*Required action*: The records that follow are to be reproduced exactly. Any pictures in them are left out.
--- Exercise input Enclosed Below ---
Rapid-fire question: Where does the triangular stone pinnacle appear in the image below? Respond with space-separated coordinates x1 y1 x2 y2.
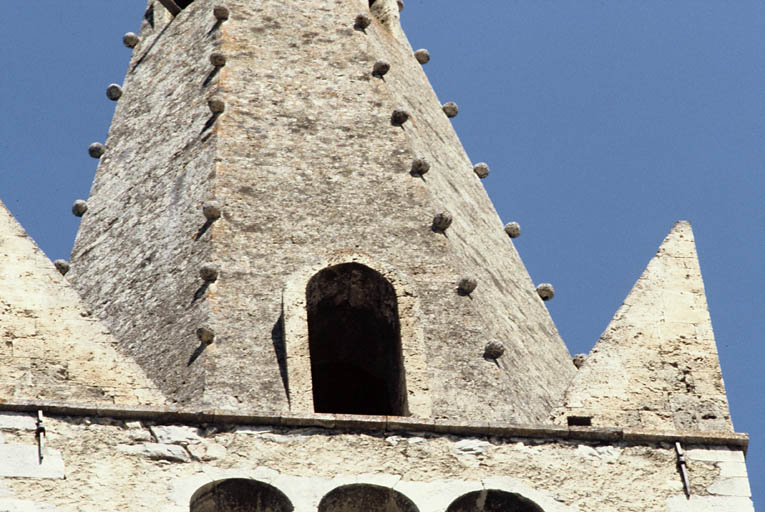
553 221 732 432
0 201 165 406
68 0 574 422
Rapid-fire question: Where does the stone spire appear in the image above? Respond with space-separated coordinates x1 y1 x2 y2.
0 201 164 406
69 0 574 421
553 221 733 432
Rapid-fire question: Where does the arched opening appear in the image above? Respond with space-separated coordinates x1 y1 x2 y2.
306 263 408 415
319 484 419 512
445 490 545 512
190 479 294 512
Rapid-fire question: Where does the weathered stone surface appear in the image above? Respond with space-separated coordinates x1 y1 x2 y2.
118 442 190 463
452 439 490 455
0 445 65 479
718 461 748 478
150 425 202 445
687 447 746 463
0 413 36 431
553 222 733 432
0 201 165 406
707 477 751 497
0 415 740 511
666 495 754 512
69 0 575 423
0 498 59 511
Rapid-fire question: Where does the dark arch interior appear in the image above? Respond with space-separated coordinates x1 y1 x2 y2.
306 263 408 416
319 484 420 512
190 479 294 512
445 490 545 512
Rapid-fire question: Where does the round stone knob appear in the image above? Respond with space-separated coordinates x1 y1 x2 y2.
72 200 88 217
200 263 220 282
484 341 506 360
213 5 230 21
202 201 222 221
208 97 226 114
432 211 452 232
536 283 555 301
572 354 587 369
391 109 410 126
458 277 477 295
504 222 521 238
473 163 490 179
123 32 140 48
410 158 430 176
196 326 215 345
54 260 70 276
414 49 430 64
88 143 105 159
210 52 227 67
106 84 123 101
442 102 459 118
354 13 372 30
372 61 390 78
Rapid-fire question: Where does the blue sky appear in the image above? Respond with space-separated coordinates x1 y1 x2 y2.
0 1 762 504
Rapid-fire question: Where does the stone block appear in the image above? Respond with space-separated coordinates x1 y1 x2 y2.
665 495 754 512
0 499 60 511
718 462 748 478
117 443 190 463
150 425 202 445
0 445 65 478
686 447 745 463
707 477 751 497
0 413 36 430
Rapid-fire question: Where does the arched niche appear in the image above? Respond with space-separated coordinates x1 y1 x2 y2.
306 262 408 415
445 489 545 512
189 478 294 512
319 484 419 512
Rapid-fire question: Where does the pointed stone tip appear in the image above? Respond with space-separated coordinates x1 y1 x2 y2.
553 219 733 433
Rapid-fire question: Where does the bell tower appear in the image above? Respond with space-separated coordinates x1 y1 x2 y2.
0 1 752 510
69 0 575 422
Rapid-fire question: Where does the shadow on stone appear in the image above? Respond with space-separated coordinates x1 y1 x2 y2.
201 112 221 134
192 282 209 304
271 313 290 406
194 219 213 241
132 18 173 72
207 19 223 37
187 344 207 366
202 67 220 88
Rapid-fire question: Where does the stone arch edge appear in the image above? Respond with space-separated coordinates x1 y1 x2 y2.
171 471 576 512
282 252 432 418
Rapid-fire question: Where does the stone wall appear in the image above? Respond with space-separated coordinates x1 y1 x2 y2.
0 411 753 511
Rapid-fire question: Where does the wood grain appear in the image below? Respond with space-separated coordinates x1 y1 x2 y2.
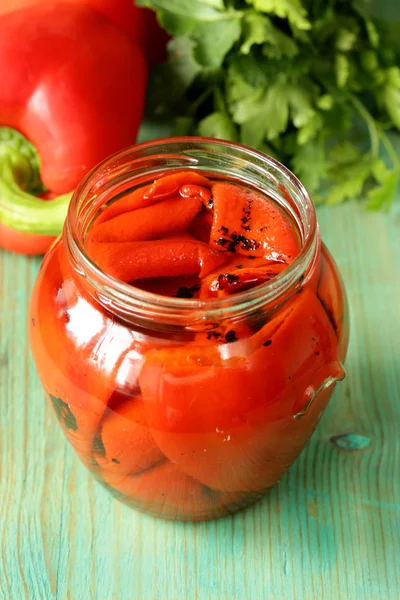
1 197 399 599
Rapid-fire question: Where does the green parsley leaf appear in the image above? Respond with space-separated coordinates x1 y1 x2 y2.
198 111 238 140
241 12 298 58
191 16 242 68
292 138 327 192
297 113 323 145
382 67 400 130
137 0 224 21
317 94 334 111
146 37 202 116
233 80 291 142
335 53 350 88
366 171 399 211
227 54 269 89
287 84 315 128
157 11 196 36
336 28 358 52
360 50 378 73
170 116 193 136
365 19 380 49
246 0 311 32
328 142 361 165
325 152 377 205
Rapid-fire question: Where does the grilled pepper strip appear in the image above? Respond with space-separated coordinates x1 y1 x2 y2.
96 172 212 226
88 239 229 282
210 182 300 262
144 171 212 201
96 397 165 477
199 263 287 298
89 195 202 243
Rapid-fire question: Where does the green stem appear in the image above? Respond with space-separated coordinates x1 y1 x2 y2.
213 86 226 115
0 129 71 235
191 86 214 115
350 94 380 158
378 128 400 170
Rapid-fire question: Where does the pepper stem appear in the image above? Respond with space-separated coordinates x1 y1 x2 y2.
0 127 71 235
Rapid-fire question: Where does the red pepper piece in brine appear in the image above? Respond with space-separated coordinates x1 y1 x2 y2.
95 183 155 225
210 182 300 262
96 397 165 476
144 171 211 201
199 263 286 298
88 195 202 243
88 239 229 283
188 211 213 243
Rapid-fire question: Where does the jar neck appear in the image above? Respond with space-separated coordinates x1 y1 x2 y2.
64 137 319 331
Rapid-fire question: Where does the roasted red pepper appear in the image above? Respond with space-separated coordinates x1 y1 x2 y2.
0 2 147 254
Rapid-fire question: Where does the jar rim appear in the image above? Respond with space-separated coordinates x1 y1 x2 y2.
65 137 318 326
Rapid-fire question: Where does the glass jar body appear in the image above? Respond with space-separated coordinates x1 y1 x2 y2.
30 235 348 521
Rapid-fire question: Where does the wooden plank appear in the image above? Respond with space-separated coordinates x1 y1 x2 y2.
1 196 399 599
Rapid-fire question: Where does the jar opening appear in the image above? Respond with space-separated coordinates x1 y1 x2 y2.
64 137 318 327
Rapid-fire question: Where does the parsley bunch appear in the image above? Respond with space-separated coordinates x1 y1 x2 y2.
139 0 400 209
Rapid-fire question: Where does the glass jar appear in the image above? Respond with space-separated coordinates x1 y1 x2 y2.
29 138 349 521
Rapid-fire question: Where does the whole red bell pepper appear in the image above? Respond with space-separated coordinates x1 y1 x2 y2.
0 0 169 66
0 0 139 38
0 2 147 254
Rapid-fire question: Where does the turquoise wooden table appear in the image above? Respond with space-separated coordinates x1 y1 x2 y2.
1 168 400 600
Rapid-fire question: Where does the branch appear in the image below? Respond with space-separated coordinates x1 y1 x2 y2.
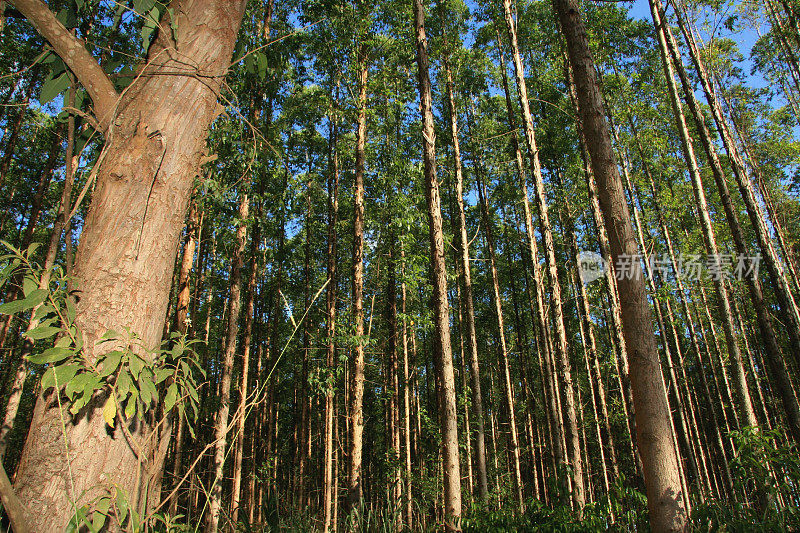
--- End of Enclosed Exercise input ---
*Finished task*:
Rapid-fire question: Where does the triangular stone pinnacle appear in the image below? Respond with space-separated coordinates x1 y1 x2 y2.
553 221 732 432
0 201 165 406
68 0 574 422
Rapid-fire question: Where does the stone spire appear in the image above? Respond with space-separated coordinates x1 y1 x2 y2.
0 201 164 406
69 0 574 421
553 221 733 432
Rapid-fire question: Where does the arched opening appear in the image above? Respond with space-separated coordinates x1 y1 x2 y2.
306 263 408 415
319 484 419 512
445 490 545 512
190 479 294 512
Rapid-fire question: Where does the weathered stone surface appear in the image above? Respond with space-separated coordinates x1 y1 x2 y2.
118 442 190 463
452 439 490 455
0 445 65 479
718 461 748 478
150 425 202 445
687 447 746 463
0 413 36 431
553 222 733 432
0 201 165 406
707 477 751 497
0 415 740 511
666 495 754 512
69 0 575 423
0 498 59 511
Rapid-fire question: Where does the dark arch interior appear in the image above? Respond with space-separated coordinates x1 y1 x2 y2.
306 263 408 416
319 484 420 512
190 479 294 512
445 490 545 512
Rapid-fire question: Where does the round stone knob appear in the image above? Respond with space-separated coordinates x1 y1 x2 y2.
72 200 88 217
200 263 220 282
484 341 506 360
213 5 230 21
202 201 222 221
208 97 226 114
432 211 452 232
536 283 555 301
572 354 587 369
391 109 410 126
458 277 477 295
504 222 521 238
473 163 490 179
123 32 140 48
410 158 430 176
196 326 215 345
54 260 70 276
414 49 430 64
88 143 105 159
210 52 227 67
106 84 123 101
442 102 459 118
354 13 372 30
372 61 390 78
Rapid-fire question: Where does the blue sky appear in the image above? Respond with space-separated coordinates x1 y1 x2 y2.
0 1 762 504
Rapid-fire question: Where does the stone block appear in the image above? Respond with space-separated coordinates x1 y1 x2 y2.
665 495 754 512
0 499 60 511
718 462 748 478
117 443 190 463
150 425 202 445
0 445 65 478
686 447 745 463
707 477 751 497
0 413 36 430
Rapid-fire question: Where does the arched niche appear in the image above? Respond with space-separated coordinates x1 y1 x2 y2.
306 262 408 415
445 489 545 512
189 478 294 512
319 484 419 512
Rapid-fire question: Where does the pointed stone tip appear in the image above? Respond with space-separated coordinates x1 y1 x2 y2.
553 219 733 433
Rapid-fire question: Where does the bell tower appear in the image above? Respond with space-separated coordinates x1 y1 x2 y2.
0 1 752 510
69 0 575 422
Rapid-fire question: Where does the shadow on stone appear in the image above? Respond with space-separated coordinates x1 y1 x2 y2.
201 112 221 134
192 282 209 304
271 313 290 406
194 219 213 241
132 18 173 72
207 19 223 37
187 344 207 366
202 67 220 88
Rapid-fire question: Where does the stone arch edge appear in the image above? Respond with space-separated coordinates x1 y1 x2 y2.
171 471 576 512
282 252 432 418
Rapid-fire question: Where does the stone wall appear in the image above? Respond with space-separated coordinates x1 y1 x2 y2.
0 411 753 511
Rapid-fire question: Where does the wood grain appear in the image below? Respond with space-separated coordinates x1 y1 x2 y2.
1 197 399 599
Rapid-fire question: Where does the green parsley leaf appear in the image above? Respond with space-separated coordinates x1 y1 x2 y2.
198 111 238 140
241 12 298 58
191 16 242 68
292 138 327 192
297 113 323 145
382 67 400 130
137 0 224 21
317 94 334 111
146 37 202 116
233 80 291 142
335 53 350 88
366 171 399 211
227 54 269 89
287 84 315 128
157 11 196 36
336 28 358 52
360 50 378 73
170 116 193 136
365 19 380 49
246 0 311 32
328 142 361 165
325 152 377 205
Rapid-fire question: Where does the grilled pepper strip appear in the image above? Respond with space-separated coordinates x1 y1 x2 y2.
96 172 212 226
88 239 229 282
210 182 300 262
144 171 212 201
96 397 165 477
199 263 287 298
89 195 202 243
Rapid-fire question: Where does the green stem appear in the image above? Respond with space-separated coordinates x1 y1 x2 y2.
213 86 226 115
0 129 71 235
191 86 214 115
350 94 380 158
378 128 400 170
Rapid-fire question: Where does the pepper stem appear in the image above? Respond with space-separated coordinates x1 y1 x2 y2.
0 127 71 235
Rapid-fire question: Where does the red pepper piece in brine appear in the image above? Respond with space-separated coordinates x1 y1 x2 y2.
95 183 155 225
210 182 300 262
96 397 165 476
144 171 211 201
199 263 286 298
88 195 202 243
88 239 229 283
188 211 213 243
Rapid-fire question: Where does the jar neck appear in the image above? Respond with space-separated coordinates x1 y1 x2 y2.
64 137 319 331
Rapid-fire question: Where does the roasted red pepper appear in the image above? Respond with space-separated coordinates x1 y1 x2 y2.
0 2 147 254
Rapid-fire question: Where does the jar rim appear in the image above? Respond with space-separated coordinates x1 y1 x2 y2.
65 137 318 326
Rapid-fire question: Where does the glass jar body appear in the image above? Respond with space-separated coordinates x1 y1 x2 y2.
30 235 348 521
Rapid-fire question: Where does the wooden plank appear in the image above? Respond with space-separated coordinates x1 y1 x2 y2.
1 196 399 599
Rapid-fire question: Where does the jar opening appear in the image above? Respond with space-separated coordinates x1 y1 x2 y2.
64 137 318 327
Rapid-fire question: Where does the parsley bunch appear in the image above? Respond with space-separated coordinates x1 y1 x2 y2.
139 0 400 209
Rapid-fire question: Where does the glass jar appear in the image above? Respond with space-separated coordinates x1 y1 x2 y2.
29 138 349 521
Rapid-fire question: Where does the whole red bell pepper appear in the image above? Respond with space-separated coordinates x1 y1 x2 y2.
0 0 169 66
0 0 139 38
0 2 147 254
Rapid-fire question: Where does the turquoise wooden table appear in the image above? Respond with space-separated coordinates x1 y1 x2 y2.
1 168 400 600
Rapid-fire question: Where does the branch appear in the image below? Respond with space-separated coordinates x1 y1 x2 y2.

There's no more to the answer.